> **MATERIAL FOR THIS TASK**
BEGIN

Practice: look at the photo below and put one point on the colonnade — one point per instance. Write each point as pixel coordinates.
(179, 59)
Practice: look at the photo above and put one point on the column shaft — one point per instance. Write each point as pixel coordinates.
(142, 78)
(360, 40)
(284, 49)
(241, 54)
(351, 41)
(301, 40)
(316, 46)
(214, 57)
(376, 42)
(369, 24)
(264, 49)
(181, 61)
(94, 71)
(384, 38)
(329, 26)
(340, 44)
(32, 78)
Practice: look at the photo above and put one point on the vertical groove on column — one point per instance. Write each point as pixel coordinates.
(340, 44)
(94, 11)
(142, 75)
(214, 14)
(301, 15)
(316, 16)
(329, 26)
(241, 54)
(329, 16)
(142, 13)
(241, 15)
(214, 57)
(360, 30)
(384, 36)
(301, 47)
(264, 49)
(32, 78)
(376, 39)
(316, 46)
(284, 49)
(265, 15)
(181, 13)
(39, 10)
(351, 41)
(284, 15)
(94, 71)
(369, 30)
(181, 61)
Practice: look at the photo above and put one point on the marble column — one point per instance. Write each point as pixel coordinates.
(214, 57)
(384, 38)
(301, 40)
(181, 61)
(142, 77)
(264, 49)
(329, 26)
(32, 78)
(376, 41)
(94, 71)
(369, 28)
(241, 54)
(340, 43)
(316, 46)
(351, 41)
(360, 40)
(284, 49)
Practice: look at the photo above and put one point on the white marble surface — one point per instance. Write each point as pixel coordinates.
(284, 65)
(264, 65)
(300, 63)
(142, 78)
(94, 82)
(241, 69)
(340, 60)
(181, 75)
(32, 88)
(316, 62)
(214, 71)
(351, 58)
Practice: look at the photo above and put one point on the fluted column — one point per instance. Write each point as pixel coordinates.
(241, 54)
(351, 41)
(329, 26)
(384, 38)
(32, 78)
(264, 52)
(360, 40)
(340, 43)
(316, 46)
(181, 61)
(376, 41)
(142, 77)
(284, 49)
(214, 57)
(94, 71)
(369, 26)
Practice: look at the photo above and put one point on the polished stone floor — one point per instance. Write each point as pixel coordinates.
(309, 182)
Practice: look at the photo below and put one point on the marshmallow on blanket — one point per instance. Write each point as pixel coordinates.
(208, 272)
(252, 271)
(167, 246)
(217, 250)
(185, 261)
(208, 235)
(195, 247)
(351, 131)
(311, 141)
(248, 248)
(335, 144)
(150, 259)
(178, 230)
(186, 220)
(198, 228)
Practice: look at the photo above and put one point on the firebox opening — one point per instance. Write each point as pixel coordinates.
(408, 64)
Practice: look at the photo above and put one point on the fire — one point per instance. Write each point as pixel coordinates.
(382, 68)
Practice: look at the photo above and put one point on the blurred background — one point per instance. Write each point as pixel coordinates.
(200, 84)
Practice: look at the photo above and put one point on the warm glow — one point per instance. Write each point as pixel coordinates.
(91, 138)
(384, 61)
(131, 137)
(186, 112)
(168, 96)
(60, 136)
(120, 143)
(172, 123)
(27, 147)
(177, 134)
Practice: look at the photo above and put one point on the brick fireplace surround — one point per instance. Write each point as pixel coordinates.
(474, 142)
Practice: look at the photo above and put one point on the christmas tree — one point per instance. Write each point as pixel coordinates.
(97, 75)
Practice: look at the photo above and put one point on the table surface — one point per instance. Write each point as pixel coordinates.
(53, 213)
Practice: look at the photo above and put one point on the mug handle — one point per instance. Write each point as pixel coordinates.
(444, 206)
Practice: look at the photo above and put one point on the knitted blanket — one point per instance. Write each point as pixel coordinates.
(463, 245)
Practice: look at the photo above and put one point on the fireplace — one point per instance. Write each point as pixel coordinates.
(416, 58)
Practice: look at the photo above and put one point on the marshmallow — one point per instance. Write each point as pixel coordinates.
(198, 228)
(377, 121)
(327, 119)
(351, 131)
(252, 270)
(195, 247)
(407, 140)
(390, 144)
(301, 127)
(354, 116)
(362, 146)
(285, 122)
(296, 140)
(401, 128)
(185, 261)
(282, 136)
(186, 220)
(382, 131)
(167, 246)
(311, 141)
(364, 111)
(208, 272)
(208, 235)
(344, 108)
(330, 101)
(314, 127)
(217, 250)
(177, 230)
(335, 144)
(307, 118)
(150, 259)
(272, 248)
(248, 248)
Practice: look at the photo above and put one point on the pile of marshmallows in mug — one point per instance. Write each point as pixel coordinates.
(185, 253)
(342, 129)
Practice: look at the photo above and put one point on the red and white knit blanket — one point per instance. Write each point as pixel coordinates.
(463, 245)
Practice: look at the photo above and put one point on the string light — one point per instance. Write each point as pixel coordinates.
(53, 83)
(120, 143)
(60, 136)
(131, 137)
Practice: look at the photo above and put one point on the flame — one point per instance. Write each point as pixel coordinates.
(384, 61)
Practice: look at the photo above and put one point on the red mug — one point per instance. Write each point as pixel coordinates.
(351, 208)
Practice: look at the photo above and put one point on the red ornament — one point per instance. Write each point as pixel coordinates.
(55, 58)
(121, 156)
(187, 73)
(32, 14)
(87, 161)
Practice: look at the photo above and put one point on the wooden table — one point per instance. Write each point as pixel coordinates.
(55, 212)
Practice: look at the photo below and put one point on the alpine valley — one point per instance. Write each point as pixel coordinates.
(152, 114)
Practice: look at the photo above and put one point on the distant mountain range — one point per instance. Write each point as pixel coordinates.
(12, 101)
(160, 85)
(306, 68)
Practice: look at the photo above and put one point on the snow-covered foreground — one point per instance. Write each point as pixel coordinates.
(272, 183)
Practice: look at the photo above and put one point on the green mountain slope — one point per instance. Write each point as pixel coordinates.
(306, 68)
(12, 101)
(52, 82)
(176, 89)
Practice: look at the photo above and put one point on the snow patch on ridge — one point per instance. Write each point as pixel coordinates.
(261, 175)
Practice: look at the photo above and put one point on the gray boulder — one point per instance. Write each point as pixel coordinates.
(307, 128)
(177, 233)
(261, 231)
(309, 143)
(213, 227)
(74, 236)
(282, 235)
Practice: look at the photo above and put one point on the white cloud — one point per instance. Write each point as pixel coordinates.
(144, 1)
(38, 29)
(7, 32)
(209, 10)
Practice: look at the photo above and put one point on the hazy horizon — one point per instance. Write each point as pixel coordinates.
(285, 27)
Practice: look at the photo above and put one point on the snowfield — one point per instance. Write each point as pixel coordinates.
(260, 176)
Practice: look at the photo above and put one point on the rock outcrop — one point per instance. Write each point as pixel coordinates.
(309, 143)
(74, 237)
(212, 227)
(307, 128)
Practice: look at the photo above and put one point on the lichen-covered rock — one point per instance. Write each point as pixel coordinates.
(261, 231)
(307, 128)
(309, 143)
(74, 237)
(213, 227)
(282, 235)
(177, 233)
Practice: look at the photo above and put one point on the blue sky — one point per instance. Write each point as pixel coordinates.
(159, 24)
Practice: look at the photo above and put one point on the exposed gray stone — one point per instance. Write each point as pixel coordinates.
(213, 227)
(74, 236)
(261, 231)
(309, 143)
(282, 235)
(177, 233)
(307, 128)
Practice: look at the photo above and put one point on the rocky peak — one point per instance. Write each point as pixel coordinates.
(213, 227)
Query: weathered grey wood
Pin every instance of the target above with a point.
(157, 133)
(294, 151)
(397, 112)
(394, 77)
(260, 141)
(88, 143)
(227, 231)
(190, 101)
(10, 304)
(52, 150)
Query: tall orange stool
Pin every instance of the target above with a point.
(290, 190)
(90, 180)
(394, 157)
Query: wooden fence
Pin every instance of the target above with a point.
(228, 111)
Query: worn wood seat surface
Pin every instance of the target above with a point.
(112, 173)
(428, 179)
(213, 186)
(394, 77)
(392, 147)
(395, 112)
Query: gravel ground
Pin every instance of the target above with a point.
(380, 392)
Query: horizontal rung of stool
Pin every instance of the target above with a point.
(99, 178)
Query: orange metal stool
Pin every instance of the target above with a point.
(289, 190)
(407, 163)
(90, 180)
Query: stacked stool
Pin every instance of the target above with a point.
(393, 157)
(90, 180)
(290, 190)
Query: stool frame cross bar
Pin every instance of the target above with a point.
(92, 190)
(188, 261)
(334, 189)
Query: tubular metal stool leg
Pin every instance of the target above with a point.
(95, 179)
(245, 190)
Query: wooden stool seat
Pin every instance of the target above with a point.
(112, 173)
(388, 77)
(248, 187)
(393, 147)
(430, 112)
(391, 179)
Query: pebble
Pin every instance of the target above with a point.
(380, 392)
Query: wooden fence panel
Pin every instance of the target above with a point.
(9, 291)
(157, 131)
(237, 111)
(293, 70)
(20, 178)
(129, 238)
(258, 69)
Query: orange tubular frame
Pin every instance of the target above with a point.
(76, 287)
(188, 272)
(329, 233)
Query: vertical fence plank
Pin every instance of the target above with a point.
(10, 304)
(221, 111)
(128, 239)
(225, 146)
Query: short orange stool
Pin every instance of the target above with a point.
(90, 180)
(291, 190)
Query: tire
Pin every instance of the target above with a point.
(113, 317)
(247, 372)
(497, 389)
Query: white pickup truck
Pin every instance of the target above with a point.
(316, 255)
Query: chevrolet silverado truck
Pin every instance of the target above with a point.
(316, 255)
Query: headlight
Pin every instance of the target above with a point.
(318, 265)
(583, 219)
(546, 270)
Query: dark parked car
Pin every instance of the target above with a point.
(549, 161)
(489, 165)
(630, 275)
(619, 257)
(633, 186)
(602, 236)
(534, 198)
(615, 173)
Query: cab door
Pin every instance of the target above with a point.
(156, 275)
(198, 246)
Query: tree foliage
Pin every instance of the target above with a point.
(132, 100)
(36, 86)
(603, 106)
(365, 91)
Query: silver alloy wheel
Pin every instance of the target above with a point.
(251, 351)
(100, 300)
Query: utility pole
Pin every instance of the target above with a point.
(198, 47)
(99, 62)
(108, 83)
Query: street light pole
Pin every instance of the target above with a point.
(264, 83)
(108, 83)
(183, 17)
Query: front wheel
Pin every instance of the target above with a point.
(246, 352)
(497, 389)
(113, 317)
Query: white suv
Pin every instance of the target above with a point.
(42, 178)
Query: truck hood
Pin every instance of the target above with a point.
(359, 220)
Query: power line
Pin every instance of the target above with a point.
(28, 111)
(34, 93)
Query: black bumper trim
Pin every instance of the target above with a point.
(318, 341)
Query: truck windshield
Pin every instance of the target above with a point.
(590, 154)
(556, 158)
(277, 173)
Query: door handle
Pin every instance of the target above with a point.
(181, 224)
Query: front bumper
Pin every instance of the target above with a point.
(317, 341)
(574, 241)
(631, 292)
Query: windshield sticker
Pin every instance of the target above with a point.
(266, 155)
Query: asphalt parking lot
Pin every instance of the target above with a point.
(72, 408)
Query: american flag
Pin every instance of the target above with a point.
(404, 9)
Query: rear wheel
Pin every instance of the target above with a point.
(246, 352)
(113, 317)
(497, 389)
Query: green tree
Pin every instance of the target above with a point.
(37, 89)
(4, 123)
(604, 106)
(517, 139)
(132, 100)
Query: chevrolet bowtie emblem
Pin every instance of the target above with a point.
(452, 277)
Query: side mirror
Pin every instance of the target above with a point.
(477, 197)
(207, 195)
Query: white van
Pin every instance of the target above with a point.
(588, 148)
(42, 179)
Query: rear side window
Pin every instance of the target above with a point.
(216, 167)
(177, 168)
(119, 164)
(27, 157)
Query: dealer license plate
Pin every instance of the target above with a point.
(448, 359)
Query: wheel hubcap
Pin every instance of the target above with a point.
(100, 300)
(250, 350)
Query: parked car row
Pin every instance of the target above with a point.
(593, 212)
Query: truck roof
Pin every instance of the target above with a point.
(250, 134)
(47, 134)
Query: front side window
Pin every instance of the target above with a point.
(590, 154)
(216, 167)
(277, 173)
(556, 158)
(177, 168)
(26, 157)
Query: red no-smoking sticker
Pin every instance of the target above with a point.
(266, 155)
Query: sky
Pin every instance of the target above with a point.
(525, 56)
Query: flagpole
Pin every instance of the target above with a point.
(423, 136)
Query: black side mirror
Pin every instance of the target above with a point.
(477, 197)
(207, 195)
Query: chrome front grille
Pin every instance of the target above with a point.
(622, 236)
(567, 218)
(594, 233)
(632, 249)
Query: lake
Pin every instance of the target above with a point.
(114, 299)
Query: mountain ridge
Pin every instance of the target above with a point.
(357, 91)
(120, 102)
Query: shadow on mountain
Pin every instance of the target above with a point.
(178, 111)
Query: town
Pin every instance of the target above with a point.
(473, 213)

END

> **WORK INSTRUCTION**
Give the number of lines in the records that contain the word "fence", and write nothing else.

> **RESPONSE BOX**
3